| Extract provided |

====

# Drying wood-food dehydrator



## railrider1920

I wanted to make a pen from some wood that wasn't quite dry enough. I stuck it in a food dehydrator, set it on low and left it over night. The next day I took out the wood and it all looked good. Only one or two pieces had slight cracks on the ends, all the others were fine.
The one I have has different settings on it. It blows warm to hot air all around the trays to dry out whatever is on them.

In my area, after hunting season, the thrift stores and Goodwills get food dehydrators donated to them. I bought one for $3 instead of the $30 at dept stores. Many of the hunters use them to make deer jerky then just get rid of them.

Hope this helps


----------



## redfishsc

Not a bad idea as long as you're willing to sacrifice a blank or two drying them that fast. I have some bamboo to cut and make pens out of, that might be my trick, since the bamboo is free and there's truckloads of it to have.


----------



## rjwolfe3

Do you have picture showing the blanks in it?


----------



## railrider1920

I wouldn't suggest it for very wet wood as I'm sure it would crack drying that quick.

 No rj I don't. But it kinda looks like this, just blanks instead of food.    If the blanks are laid down, I could only get a few per tray. Mine were longer than normal. Put some fruit along side the blanks and you'll have a nice snack while you are turning  j/k


----------



## redfishsc

How much Worcestershire sauce did you use?


----------



## PaulDoug

I'm wondering why would they crack any more using the dryer than using the microwave method?  I've often thought of using a food dryer but haven't gotten to it.  If you do more please post how they turn out.


----------



## Dario

PaulDoug said:


> I'm wondering why would they crack any more using the dryer than using the microwave method?  I've often thought of using a food dryer but haven't gotten to it.  If you do more please post how they turn out.



Dehydrator dries from outside in.

Microwave is by exciting the water molecules.  The water expansion as it turns into steam is what dries the wood.  The big difference, is the (almost) equal moisture in the wood (inside and out).

====

| Provided data |

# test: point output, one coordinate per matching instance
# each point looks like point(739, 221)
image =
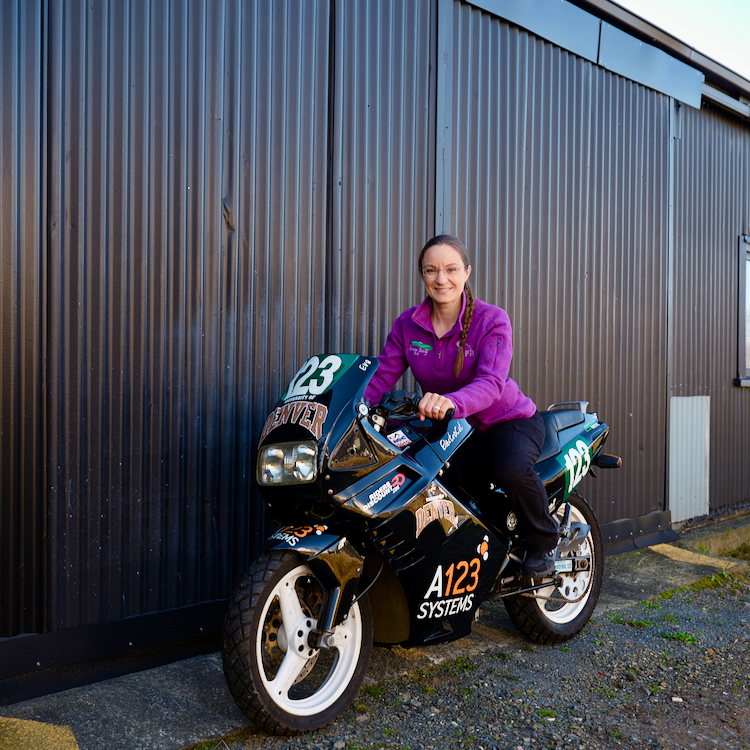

====

| Given request A |
In the forum thread on drying wood, what price did railrider1920 pay for a food dehydrator from a thrift store?
| Given request B |
Give every distinct username that posts in the forum thread on drying wood.

| Task response A |
$3

| Task response B |
railrider1920, redfishsc, rjwolfe3, PaulDoug, Dario